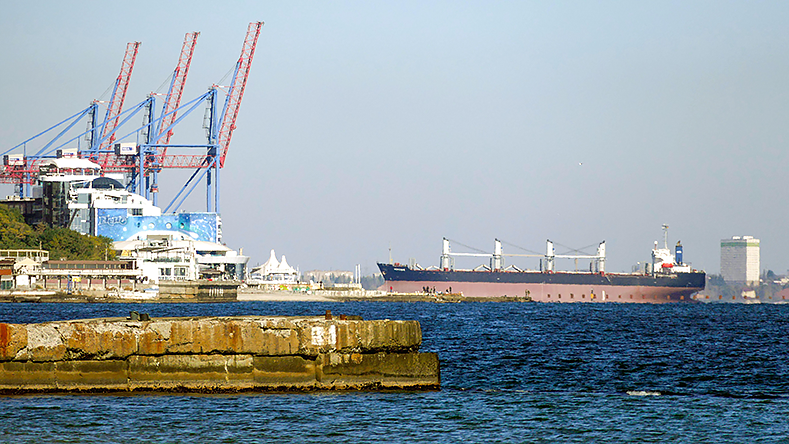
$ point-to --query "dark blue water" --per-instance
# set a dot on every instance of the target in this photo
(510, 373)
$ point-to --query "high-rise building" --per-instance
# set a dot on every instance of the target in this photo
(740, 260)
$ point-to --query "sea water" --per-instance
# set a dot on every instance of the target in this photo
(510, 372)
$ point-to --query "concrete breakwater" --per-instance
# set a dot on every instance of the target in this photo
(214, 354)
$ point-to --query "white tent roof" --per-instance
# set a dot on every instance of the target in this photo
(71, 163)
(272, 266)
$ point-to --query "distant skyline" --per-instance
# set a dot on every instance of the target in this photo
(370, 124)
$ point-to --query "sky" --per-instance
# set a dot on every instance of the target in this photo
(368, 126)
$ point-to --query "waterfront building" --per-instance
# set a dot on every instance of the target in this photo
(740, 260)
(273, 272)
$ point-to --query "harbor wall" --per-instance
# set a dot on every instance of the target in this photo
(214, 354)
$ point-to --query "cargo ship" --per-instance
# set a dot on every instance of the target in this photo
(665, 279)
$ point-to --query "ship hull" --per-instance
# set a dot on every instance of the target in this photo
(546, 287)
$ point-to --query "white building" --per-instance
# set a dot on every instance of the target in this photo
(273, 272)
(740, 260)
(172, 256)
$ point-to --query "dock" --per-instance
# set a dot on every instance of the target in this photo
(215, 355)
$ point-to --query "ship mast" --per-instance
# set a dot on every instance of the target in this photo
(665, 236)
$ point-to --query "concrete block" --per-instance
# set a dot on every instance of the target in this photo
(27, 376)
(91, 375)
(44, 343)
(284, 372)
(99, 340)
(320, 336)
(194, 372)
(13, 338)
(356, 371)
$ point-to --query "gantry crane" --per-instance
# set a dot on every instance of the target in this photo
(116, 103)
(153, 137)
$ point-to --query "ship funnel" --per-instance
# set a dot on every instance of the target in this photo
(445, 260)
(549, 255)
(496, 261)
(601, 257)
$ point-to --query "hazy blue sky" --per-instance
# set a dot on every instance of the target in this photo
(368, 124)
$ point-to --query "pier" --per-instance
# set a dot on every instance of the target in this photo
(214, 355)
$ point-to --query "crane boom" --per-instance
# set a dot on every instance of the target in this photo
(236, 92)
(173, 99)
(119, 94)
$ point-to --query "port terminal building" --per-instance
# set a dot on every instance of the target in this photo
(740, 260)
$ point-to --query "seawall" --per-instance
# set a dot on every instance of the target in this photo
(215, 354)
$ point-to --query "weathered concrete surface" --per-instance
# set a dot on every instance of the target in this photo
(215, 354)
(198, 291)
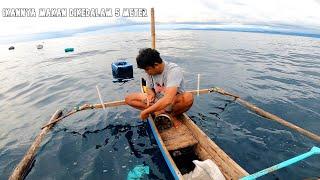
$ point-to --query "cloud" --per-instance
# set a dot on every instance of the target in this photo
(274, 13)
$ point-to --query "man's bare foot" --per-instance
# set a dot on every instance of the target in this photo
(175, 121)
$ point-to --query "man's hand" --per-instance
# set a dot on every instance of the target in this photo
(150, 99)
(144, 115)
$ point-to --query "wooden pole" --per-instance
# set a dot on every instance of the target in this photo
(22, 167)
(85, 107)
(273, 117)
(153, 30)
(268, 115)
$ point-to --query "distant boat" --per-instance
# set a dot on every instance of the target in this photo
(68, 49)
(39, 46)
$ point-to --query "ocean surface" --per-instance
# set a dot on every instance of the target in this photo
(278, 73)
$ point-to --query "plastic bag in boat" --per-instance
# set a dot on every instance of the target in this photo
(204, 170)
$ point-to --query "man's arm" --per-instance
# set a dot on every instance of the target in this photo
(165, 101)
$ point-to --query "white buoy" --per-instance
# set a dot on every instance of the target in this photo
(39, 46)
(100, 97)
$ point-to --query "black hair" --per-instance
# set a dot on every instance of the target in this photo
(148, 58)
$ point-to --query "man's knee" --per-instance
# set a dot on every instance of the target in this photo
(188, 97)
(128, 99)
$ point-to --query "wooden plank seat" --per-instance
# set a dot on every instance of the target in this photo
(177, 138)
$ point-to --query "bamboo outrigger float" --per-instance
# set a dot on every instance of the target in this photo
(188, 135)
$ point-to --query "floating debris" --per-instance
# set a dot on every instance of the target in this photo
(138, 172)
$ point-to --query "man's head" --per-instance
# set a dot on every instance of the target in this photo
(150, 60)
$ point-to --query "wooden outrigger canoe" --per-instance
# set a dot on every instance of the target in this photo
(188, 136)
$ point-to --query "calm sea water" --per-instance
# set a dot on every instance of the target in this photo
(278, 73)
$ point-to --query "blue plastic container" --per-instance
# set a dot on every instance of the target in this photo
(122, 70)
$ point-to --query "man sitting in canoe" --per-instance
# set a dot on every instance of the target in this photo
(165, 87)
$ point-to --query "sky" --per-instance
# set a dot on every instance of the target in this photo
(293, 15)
* * *
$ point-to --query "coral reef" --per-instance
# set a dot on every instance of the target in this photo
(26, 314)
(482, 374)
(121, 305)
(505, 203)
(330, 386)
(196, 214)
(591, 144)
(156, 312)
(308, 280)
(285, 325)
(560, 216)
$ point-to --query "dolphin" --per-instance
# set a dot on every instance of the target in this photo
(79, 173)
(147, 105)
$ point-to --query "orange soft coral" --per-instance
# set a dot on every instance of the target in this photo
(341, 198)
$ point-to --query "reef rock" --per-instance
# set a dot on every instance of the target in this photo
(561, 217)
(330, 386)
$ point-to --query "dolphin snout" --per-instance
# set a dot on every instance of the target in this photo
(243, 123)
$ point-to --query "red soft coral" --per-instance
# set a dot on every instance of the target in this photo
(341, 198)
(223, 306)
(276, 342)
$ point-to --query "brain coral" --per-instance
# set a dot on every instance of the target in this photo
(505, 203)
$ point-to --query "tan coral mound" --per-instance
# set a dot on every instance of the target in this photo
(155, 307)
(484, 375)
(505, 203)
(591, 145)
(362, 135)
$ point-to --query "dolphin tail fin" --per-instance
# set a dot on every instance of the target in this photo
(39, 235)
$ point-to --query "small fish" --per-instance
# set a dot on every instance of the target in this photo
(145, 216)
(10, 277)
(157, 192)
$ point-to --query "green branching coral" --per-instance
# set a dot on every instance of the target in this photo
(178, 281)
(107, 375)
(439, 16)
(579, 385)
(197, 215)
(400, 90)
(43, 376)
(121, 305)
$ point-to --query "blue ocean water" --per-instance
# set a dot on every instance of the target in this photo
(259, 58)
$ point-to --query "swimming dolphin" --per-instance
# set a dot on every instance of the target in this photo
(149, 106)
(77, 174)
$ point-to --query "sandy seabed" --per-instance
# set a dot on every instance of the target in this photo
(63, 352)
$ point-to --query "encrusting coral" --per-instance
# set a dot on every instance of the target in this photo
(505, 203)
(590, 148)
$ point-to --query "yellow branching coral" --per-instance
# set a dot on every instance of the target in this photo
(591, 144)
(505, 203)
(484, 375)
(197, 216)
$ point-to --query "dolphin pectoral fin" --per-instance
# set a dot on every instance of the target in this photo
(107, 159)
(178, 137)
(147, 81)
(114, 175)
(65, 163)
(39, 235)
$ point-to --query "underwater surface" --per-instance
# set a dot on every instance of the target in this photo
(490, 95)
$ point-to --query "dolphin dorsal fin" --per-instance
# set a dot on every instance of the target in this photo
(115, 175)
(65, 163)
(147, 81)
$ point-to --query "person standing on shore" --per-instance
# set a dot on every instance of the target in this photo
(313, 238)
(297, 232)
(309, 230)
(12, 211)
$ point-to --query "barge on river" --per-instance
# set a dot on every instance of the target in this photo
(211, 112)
* * *
Return every line of the data above that contains the word "reef".

» **Response to this task**:
$ point-to --query "coral reef" --per-instance
$ point-to --query "reef rock" --per-instance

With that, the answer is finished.